Print the entries once more, unchanged.
:: The records ::
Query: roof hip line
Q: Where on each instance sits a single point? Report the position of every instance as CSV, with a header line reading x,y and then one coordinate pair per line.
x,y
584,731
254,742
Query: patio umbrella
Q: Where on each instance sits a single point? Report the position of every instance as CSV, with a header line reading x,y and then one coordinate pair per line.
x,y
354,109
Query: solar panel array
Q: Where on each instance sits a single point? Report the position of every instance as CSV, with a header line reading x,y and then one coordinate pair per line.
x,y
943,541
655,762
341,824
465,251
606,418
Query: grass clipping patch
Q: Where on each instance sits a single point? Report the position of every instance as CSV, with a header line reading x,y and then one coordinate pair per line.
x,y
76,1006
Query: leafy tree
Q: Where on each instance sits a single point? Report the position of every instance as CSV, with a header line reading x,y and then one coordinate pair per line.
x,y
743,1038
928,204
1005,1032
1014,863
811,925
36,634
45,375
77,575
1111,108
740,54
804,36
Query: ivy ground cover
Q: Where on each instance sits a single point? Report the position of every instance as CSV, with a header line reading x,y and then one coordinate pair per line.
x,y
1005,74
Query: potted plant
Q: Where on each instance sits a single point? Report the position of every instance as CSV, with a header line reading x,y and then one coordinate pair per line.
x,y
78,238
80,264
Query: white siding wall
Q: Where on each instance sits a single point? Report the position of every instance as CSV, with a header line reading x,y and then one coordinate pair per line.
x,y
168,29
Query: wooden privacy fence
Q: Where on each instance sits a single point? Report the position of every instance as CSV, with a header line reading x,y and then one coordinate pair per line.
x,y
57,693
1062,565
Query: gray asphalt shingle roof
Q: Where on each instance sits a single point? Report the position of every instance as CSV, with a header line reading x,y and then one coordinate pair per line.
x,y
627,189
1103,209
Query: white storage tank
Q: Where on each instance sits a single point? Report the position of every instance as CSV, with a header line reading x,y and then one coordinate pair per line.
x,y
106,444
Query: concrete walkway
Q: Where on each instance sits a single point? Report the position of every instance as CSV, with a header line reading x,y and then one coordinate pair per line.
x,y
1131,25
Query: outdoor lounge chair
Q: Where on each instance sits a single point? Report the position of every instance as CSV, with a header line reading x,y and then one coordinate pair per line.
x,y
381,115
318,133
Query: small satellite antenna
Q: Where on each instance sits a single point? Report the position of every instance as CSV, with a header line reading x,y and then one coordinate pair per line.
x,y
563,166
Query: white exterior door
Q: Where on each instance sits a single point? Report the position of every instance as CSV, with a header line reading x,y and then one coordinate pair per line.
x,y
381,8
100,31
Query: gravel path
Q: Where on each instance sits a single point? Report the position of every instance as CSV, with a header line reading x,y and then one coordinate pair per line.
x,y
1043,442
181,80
:::
__Reply__.
Query: roof hip line
Q: Where on each instance sits a single point? Report the position of every instance as CSV, with a header line reading x,y and then one coordinate pair per line.
x,y
584,731
254,742
Query: patio umbrella
Q: Where on each instance sits a single point? Report the position of every instance as CSV, with a header line reading x,y and then one coordinate pair per line.
x,y
354,109
Query: solar panel array
Q: Where on each instance sits a single point? Report the position of every instance as CSV, with a header line reading x,y and then one coordinate pair per line.
x,y
943,541
655,762
341,824
465,251
606,418
Query: grass clipping patch
Q: Where on each instance sits a single point? Report the position of every instance as CSV, with a header line reading x,y and then one coordinate pair per line.
x,y
76,1006
Query: leafy tree
Q: Where on each instance sits a single point? Report the position of every instance as CSV, with a header line reading x,y and then one coordinate pair per line.
x,y
743,1038
928,204
1005,1032
1014,863
811,925
36,634
45,375
77,575
1111,108
740,54
804,36
Query: ivy ground cover
Q: Where on each instance sits a single point? Report the position of every instance as CSV, with a header line reading x,y and then one coordinate pair per line.
x,y
1005,74
Query: potted plant
Q: Where on each instance sits a single point? Report the position of every instance as CSV, with a header line reading x,y and then one coordinate pair per line.
x,y
78,238
80,264
Query: white siding wall
Q: Where on each instance sits a single point? Report the position of every instance as CSV, with a header line reading x,y and then one coordinate pair per line.
x,y
168,29
Query: wooden privacy fence
Q: Where on each instance sits a single point? Report the position of every instance as CSV, with a header line reading x,y and then one coordinate pair per line.
x,y
57,693
1062,565
Query: gray asphalt shingle roof
Q: Where on each instance sits a single point? Report the position of every instance as CSV, with a header line reading x,y and then one coordinate pair per line.
x,y
627,189
1103,209
Query: white storage tank
Q: Where on each instance sits a single point? Report the position of every instance as CSV, with a header line reading x,y and then one coordinate pair per line.
x,y
106,444
Query: concrete walkway
Q: Where on each instance sits a single point? Report the position of every instance as CSV, with a header line reading x,y and then one coordinate pair per line.
x,y
1131,25
Query: outdoor lounge chair
Q: Where on each instance sits a single point? Report the position of every instance as CSV, with a header line reading x,y and then one coordinate pair per line.
x,y
381,115
318,133
Query: small satellite antenna
Q: Where on each instance sits a single point? Report the position of every instance as CSV, with a header line reading x,y and then one coordinate pair per line.
x,y
563,166
Query: white exterior door
Q: Where on each instance sits a single point? Report the position of every instance as CSV, with a header line reading x,y and then one coordinate pair per line.
x,y
381,8
100,31
Query: gravel path
Q: Where on each instance sits a single point? Report the position of every instance as CSV, with a header line reading x,y and then one coordinate pair per line.
x,y
1043,442
181,80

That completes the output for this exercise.